- [Instructions to follow] Convert the lines, from the one containing "Please segment every instance of the sunlit" through the end of the rows, into a JSON list of strings with one string per line and blank lines omitted.

--- start Data for this exercise ---

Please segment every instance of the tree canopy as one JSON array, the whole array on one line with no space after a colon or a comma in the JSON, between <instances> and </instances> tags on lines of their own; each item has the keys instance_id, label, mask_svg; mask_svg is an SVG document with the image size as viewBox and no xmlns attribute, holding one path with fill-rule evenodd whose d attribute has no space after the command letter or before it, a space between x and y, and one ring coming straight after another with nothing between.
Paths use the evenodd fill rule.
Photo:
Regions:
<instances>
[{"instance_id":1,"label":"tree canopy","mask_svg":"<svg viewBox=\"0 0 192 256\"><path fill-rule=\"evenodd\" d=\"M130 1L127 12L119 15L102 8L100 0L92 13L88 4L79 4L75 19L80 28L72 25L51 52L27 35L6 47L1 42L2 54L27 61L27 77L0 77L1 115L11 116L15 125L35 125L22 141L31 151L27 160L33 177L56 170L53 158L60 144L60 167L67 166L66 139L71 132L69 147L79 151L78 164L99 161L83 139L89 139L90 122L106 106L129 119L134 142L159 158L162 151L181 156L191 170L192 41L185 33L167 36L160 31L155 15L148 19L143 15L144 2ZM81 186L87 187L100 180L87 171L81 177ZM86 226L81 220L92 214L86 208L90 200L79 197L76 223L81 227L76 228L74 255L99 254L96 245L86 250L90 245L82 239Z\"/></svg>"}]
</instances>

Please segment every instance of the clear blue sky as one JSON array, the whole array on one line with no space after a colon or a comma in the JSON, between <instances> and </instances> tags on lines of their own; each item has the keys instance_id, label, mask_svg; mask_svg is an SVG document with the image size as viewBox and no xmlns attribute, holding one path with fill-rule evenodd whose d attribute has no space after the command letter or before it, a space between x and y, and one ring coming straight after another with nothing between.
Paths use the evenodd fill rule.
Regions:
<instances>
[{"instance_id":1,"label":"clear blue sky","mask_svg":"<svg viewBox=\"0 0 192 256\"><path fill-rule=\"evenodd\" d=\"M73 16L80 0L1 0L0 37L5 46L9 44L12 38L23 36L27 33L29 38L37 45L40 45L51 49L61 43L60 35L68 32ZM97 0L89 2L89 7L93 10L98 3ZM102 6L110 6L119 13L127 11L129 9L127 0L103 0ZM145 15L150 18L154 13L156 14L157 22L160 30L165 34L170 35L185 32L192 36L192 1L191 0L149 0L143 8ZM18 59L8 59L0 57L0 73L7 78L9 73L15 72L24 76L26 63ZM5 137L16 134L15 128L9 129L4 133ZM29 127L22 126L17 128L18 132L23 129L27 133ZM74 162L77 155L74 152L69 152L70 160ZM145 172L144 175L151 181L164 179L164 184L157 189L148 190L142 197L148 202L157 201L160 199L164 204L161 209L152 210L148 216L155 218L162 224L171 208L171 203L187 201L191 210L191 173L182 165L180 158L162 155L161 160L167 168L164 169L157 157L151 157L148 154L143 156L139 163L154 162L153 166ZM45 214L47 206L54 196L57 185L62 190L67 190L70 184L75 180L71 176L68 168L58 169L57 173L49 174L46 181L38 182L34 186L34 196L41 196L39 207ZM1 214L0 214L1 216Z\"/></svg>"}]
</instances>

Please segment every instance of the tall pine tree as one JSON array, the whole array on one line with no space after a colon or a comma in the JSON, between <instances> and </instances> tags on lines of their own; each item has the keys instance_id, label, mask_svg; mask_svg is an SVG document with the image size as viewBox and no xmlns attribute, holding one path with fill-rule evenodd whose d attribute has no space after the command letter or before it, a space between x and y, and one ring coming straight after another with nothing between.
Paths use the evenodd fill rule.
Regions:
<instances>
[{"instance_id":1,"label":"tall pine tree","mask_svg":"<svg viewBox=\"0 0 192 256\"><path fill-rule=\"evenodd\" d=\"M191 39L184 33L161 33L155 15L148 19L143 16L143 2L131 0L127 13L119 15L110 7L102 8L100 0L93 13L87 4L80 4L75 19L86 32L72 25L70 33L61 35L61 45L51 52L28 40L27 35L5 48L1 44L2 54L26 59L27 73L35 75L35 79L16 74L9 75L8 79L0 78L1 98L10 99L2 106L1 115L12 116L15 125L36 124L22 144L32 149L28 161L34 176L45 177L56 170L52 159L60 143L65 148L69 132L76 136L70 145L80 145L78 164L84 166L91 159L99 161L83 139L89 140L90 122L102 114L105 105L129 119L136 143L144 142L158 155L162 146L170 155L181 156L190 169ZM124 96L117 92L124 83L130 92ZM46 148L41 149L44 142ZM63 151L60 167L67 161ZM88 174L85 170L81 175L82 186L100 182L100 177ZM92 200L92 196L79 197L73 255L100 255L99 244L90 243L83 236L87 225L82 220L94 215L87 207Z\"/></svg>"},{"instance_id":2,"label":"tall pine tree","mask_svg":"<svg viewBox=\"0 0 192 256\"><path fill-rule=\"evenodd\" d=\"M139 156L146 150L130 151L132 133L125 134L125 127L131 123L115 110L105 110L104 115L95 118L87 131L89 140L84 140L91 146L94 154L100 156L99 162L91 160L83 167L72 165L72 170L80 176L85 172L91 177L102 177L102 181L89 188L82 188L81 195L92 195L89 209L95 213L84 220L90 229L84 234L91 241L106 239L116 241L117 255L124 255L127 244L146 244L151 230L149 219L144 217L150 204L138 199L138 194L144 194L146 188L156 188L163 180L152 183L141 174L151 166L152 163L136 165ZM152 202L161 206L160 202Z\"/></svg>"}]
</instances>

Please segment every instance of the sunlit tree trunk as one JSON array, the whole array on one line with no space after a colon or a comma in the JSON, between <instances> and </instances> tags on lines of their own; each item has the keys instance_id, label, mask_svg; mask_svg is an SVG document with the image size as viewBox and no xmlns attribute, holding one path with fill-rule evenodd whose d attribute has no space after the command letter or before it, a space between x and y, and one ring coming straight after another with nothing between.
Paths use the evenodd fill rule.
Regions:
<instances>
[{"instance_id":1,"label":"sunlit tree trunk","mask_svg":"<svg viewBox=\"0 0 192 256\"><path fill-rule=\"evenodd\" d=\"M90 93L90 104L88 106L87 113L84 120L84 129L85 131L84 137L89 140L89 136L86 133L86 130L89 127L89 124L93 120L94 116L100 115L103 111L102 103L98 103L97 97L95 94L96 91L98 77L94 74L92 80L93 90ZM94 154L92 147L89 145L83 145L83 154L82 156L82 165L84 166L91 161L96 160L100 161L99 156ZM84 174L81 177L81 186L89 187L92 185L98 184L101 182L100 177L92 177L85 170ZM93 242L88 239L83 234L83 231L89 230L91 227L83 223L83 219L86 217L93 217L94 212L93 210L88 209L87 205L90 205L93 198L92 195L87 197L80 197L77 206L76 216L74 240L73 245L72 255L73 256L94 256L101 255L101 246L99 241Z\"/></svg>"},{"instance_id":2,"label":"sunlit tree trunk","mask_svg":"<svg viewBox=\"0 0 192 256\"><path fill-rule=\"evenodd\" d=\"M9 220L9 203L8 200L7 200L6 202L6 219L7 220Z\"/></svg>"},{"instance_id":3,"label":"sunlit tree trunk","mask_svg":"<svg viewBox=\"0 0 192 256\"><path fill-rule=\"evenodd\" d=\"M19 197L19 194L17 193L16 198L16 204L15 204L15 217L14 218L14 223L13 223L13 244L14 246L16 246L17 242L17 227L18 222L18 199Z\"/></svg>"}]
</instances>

--- end Data for this exercise ---

- [Final answer]
[
  "Please segment every instance of the sunlit tree trunk as one JSON array, the whole array on one line with no space after a colon or a comma in the JSON, between <instances> and </instances> tags on lines of their own; each item has the keys instance_id, label, mask_svg; mask_svg is an SVG document with the image size as viewBox and no xmlns attribute, holding one path with fill-rule evenodd whose d attribute has no space after the command letter or before it, a space between x and y, and one ring coming straight after another with nothing between.",
  "Paths use the evenodd fill rule.",
  "Regions:",
  "<instances>",
  "[{\"instance_id\":1,\"label\":\"sunlit tree trunk\",\"mask_svg\":\"<svg viewBox=\\\"0 0 192 256\\\"><path fill-rule=\\\"evenodd\\\" d=\\\"M90 93L90 104L88 106L87 113L84 120L84 129L85 131L84 137L89 140L89 136L86 133L86 130L89 127L89 124L93 120L94 116L100 115L103 111L102 103L98 103L97 97L95 94L96 91L98 77L94 74L92 80L93 90ZM94 154L92 147L89 145L83 145L83 154L82 156L82 165L84 166L91 161L96 160L100 161L99 156ZM84 174L81 177L81 186L89 187L92 185L98 184L101 182L100 177L92 177L85 170ZM93 242L88 239L83 234L83 231L89 230L91 227L83 223L83 219L86 217L93 217L94 212L93 210L88 209L87 205L90 205L93 198L92 195L87 197L80 197L77 206L76 216L74 240L73 245L72 255L73 256L94 256L101 255L101 246L99 241Z\\\"/></svg>\"},{\"instance_id\":2,\"label\":\"sunlit tree trunk\",\"mask_svg\":\"<svg viewBox=\\\"0 0 192 256\\\"><path fill-rule=\\\"evenodd\\\" d=\\\"M9 220L9 203L8 200L7 200L6 202L6 219L7 220Z\\\"/></svg>\"},{\"instance_id\":3,\"label\":\"sunlit tree trunk\",\"mask_svg\":\"<svg viewBox=\\\"0 0 192 256\\\"><path fill-rule=\\\"evenodd\\\" d=\\\"M19 197L19 194L17 193L16 198L16 204L15 204L15 217L14 218L14 223L13 223L13 244L14 246L16 246L17 242L17 227L18 222L18 199Z\\\"/></svg>\"}]",
  "</instances>"
]